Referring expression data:
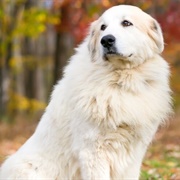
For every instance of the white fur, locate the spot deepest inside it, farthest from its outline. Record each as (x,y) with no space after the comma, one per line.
(103,113)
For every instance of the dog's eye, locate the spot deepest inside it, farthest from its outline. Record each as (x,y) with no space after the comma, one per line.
(103,27)
(126,23)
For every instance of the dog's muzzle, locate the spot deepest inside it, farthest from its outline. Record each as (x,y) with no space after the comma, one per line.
(108,43)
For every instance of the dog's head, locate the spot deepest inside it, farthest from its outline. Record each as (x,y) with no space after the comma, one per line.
(125,35)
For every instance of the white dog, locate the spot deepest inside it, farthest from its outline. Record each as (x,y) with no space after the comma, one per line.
(105,111)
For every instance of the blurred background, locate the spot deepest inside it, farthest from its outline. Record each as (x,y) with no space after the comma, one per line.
(37,37)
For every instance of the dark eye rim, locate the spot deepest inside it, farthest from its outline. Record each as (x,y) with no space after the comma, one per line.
(126,23)
(103,27)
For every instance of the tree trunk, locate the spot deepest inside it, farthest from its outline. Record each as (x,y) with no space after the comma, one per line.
(63,50)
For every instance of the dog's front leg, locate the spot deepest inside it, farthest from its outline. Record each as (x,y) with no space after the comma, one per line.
(94,165)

## PROBLEM
Your reply must contain each entry exactly as written and no pictures.

## PROBLEM SOLUTION
For every instance of the white fur, locate the spot deepest inside it, farthest from its outline. Record each as (x,y) with no space after the comma, one per line.
(103,113)
For every instance of the dog's eye, locate the spot deepest inside it, farthest from its outline. Record each as (x,y) with no space after the comma, one per line.
(103,27)
(126,23)
For every instance of the dog's muzzle, locate the spot deepest inside it, farthest from its outline. Record each as (x,y) with no space after the comma, one per line.
(108,43)
For every instance of the dog's head, locate the spot deepest inside it, farthest from its outline. Record each as (x,y) with no space after the comma, one per line.
(125,35)
For every instance of the white dog, locate the spot deepest inside it, farthest from its outline. Record each as (x,y) with no space after the comma, one per line.
(105,111)
For every instance of the blurred background, locate the spot deepest inside it, farthest from its outline. Record each as (x,y) with no space after the comma, one per line.
(37,37)
For every instance of the dark eye rim, locate the spot deepest inside it, farthest from its outline. Record each as (x,y) with no space after the comma, one per line.
(126,23)
(103,27)
For every instance of the tree trunk, locate the spot deepest inside it, farthest from its outline. Record each as (x,y) with no space after the comma, one per line.
(63,50)
For every instance of the dog's front leg, locate the spot deepest inside it, farthest from its outline. Record each as (x,y) with no space after the comma, one per line.
(94,165)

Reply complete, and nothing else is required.